To-do list:
- 1) Do the following statements agree with the film credits? For each, answer yes or no and quote the deciding words of the credits. (a) Antonio Freire handled the cinematography. (b) Globo Filmes distributed the film. (c) Diler Trindade is credited as producer.
- 2) Reproduce the part of the film credits that opens with the words containing "- Theatrical release" and closes with "Filmes Warner Bros.".

Begin Passage given

- Theatrical release poster
- Directed by: Paulo Sérgio de Almeida Rogério Gomes Márcio Vito
- Written by: Vivian Perl Wagner de Assis
- Produced by: Diler Trindade
- Starring: Xuxa Meneghel Luciano Szafir Betty Lago Vera Fischer Ana Maria Braga Deborah Secco Thiago Fragoso Guilherme Karan Debby Lagranha
- Cinematography: Antonio Freire
- Music by: Mu Carvalho Ana Zingone Dudu Falcão
- Production companies: Xuxa Produções Diler & Associados Globo Filmes Warner Bros.
- Distributed by: Warner Bros.

End Passage given
Begin Provided information

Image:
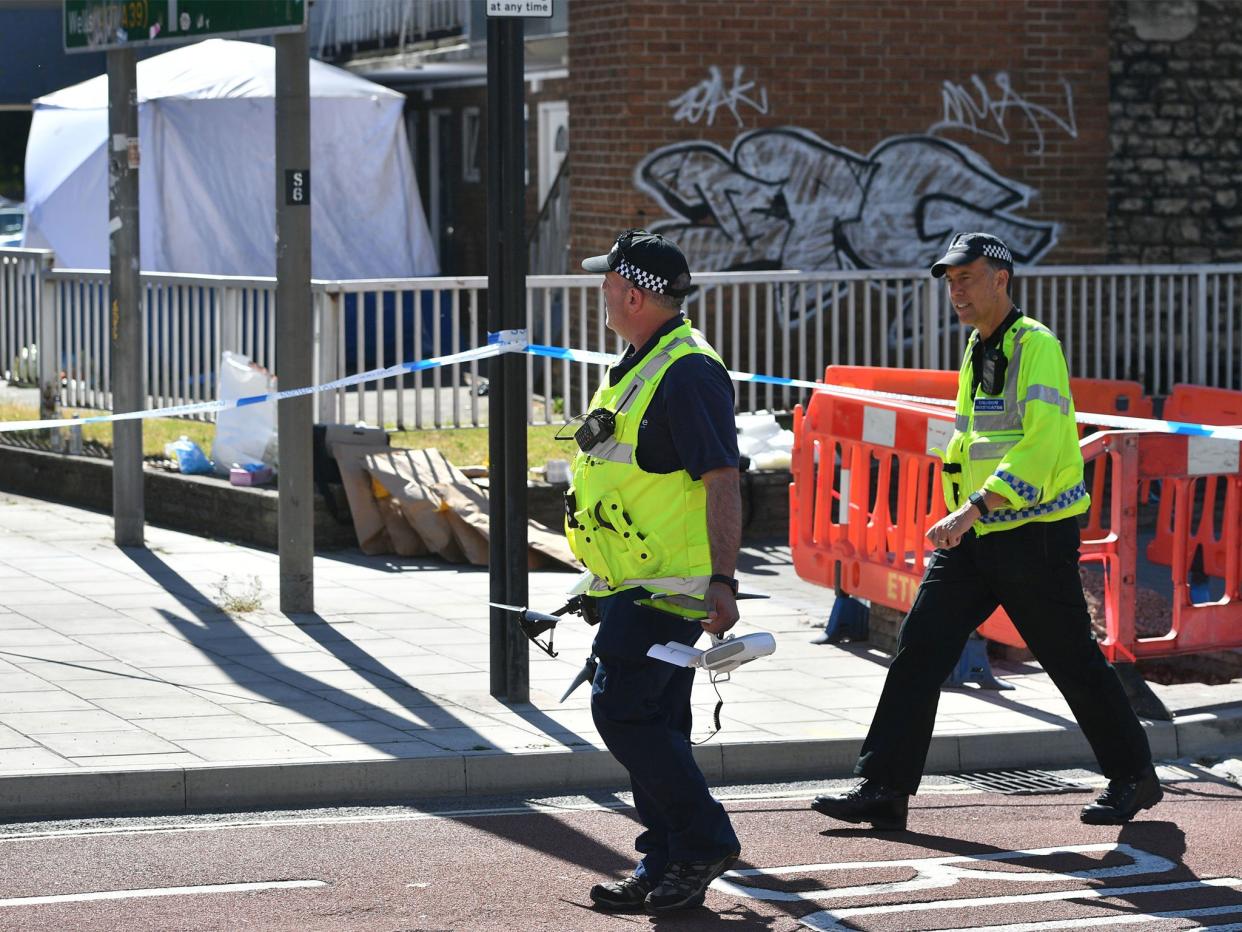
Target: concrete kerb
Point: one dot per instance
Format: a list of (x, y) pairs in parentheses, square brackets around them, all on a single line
[(172, 789)]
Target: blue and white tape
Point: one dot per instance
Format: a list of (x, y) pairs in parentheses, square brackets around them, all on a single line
[(516, 342), (502, 344)]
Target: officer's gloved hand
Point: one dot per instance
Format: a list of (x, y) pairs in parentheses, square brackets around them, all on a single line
[(722, 609)]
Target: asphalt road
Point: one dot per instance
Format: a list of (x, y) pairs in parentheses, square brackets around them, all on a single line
[(970, 861)]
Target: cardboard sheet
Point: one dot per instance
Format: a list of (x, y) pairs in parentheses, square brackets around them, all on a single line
[(414, 502)]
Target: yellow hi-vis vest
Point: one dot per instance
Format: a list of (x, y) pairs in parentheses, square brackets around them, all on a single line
[(1021, 444), (631, 527)]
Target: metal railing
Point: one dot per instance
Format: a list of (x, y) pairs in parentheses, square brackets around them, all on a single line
[(1156, 324), (344, 26)]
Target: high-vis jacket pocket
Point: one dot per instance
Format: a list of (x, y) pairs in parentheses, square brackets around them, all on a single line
[(610, 544)]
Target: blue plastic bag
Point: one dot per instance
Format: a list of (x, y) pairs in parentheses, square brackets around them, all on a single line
[(188, 455)]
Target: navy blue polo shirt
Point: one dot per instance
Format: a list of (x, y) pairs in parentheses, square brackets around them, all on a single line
[(694, 393)]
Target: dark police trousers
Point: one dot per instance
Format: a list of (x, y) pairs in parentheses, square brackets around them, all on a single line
[(1032, 572), (642, 711)]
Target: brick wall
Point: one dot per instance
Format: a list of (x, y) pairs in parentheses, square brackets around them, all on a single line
[(1175, 105), (853, 73)]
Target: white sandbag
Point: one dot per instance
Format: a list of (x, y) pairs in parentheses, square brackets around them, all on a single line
[(244, 434)]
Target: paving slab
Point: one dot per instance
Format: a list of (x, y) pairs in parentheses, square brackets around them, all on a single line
[(126, 686)]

End Provided information

Outputs in order:
- 1)
(a) Yes: "Cinematography: Antonio Freire"
(b) No: "Distributed by: Warner Bros."
(c) Yes: "Produced by: Diler Trindade"

- 2)
- Theatrical release poster
- Directed by: Paulo Sérgio de Almeida Rogério Gomes Márcio Vito
- Written by: Vivian Perl Wagner de Assis
- Produced by: Diler Trindade
- Starring: Xuxa Meneghel Luciano Szafir Betty Lago Vera Fischer Ana Maria Braga Deborah Secco Thiago Fragoso Guilherme Karan Debby Lagranha
- Cinematography: Antonio Freire
- Music by: Mu Carvalho Ana Zingone Dudu Falcão
- Production companies: Xuxa Produções Diler & Associados Globo Filmes Warner Bros.